## Aim
Starting with the line containing "city building with a single point per instance." and going on through the end of the data, write those lines out again with "office tower" substituted for "city building" and nothing else altered.

* * * *

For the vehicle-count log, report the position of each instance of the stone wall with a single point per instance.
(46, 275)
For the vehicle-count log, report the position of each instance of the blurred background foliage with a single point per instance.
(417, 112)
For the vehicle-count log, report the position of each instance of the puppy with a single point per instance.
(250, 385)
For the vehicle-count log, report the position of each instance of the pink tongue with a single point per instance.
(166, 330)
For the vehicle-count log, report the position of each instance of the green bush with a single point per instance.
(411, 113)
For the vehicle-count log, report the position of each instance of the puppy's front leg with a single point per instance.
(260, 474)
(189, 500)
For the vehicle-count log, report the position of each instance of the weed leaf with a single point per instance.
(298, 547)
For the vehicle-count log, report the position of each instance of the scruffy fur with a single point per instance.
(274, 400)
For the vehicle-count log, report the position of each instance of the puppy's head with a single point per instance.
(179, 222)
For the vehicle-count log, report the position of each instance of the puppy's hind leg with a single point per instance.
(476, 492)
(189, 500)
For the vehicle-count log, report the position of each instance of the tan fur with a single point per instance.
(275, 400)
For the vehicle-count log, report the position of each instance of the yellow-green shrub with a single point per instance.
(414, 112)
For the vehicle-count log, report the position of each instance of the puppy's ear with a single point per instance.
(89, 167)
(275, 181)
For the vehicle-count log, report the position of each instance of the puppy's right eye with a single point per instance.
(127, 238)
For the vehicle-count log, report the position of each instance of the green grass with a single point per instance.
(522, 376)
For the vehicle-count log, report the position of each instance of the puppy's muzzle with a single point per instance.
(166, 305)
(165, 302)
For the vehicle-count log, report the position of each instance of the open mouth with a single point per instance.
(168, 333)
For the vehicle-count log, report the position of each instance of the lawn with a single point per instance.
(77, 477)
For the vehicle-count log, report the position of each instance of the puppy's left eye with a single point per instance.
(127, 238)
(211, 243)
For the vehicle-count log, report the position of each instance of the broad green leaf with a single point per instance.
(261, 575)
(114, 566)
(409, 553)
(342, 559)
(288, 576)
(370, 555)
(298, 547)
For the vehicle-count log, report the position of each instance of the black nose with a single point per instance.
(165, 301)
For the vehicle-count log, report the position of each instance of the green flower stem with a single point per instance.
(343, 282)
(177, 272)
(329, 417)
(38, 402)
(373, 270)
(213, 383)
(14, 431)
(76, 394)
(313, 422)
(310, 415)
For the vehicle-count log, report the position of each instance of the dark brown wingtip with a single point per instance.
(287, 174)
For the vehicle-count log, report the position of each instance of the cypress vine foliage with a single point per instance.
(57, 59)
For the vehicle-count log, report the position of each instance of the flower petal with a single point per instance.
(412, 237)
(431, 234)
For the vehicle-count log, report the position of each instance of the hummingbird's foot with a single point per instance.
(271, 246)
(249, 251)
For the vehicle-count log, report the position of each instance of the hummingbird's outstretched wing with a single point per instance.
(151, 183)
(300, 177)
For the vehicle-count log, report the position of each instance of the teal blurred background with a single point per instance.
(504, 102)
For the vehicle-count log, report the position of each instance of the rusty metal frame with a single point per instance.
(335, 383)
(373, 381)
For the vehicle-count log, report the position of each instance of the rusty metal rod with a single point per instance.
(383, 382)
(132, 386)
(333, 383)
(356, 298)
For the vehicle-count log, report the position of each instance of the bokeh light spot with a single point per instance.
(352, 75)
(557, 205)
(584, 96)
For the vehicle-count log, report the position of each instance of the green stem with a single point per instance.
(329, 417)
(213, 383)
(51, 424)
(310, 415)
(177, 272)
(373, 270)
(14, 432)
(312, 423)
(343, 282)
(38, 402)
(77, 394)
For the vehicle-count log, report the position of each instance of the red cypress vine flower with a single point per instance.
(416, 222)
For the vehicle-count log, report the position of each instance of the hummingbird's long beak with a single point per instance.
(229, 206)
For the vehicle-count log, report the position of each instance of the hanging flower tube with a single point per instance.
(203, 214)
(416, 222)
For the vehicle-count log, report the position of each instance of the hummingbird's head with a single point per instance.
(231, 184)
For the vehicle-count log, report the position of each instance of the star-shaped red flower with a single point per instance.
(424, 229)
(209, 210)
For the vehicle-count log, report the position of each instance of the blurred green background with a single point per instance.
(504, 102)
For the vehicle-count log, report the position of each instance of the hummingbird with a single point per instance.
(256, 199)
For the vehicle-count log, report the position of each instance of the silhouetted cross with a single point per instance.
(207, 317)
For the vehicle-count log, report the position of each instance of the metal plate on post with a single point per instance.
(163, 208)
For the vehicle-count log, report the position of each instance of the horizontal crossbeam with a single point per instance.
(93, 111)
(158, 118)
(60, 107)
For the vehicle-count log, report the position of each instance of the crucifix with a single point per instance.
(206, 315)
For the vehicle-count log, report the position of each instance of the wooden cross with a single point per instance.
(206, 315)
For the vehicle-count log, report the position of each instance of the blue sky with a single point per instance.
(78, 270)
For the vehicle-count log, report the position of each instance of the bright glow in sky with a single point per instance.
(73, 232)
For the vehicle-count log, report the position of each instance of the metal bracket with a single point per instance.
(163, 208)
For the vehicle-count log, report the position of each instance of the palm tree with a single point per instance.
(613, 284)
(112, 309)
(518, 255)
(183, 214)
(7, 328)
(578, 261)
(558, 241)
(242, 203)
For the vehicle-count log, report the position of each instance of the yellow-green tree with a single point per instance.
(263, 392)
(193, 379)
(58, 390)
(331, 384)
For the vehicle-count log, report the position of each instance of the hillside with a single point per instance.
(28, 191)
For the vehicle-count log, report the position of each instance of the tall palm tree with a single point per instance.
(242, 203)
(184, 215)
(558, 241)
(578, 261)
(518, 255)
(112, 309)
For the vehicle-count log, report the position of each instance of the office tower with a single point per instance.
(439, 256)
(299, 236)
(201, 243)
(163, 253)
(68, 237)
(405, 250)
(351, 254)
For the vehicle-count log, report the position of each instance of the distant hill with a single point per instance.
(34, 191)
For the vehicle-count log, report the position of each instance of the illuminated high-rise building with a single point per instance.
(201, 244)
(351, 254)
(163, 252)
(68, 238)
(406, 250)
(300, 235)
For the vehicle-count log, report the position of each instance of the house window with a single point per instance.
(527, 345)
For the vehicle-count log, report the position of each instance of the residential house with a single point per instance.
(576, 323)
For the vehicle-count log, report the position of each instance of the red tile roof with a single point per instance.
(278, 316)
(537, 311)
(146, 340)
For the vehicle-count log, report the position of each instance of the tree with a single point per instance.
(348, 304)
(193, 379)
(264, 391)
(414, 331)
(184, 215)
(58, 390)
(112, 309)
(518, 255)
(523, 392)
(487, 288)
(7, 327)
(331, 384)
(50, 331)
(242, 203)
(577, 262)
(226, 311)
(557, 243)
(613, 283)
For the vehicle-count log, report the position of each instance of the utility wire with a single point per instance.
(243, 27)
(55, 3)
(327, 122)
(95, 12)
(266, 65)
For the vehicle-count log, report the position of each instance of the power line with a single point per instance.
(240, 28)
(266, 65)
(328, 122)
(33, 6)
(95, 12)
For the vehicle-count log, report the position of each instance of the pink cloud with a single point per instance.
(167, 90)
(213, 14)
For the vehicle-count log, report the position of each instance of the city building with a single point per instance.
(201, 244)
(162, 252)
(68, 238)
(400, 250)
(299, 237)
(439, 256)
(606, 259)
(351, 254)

* * * *

## Expected answer
For the vehicle-count log, report the position of each instance of the office tower with a single point per instance.
(201, 244)
(162, 252)
(68, 238)
(400, 250)
(299, 237)
(439, 256)
(606, 259)
(351, 254)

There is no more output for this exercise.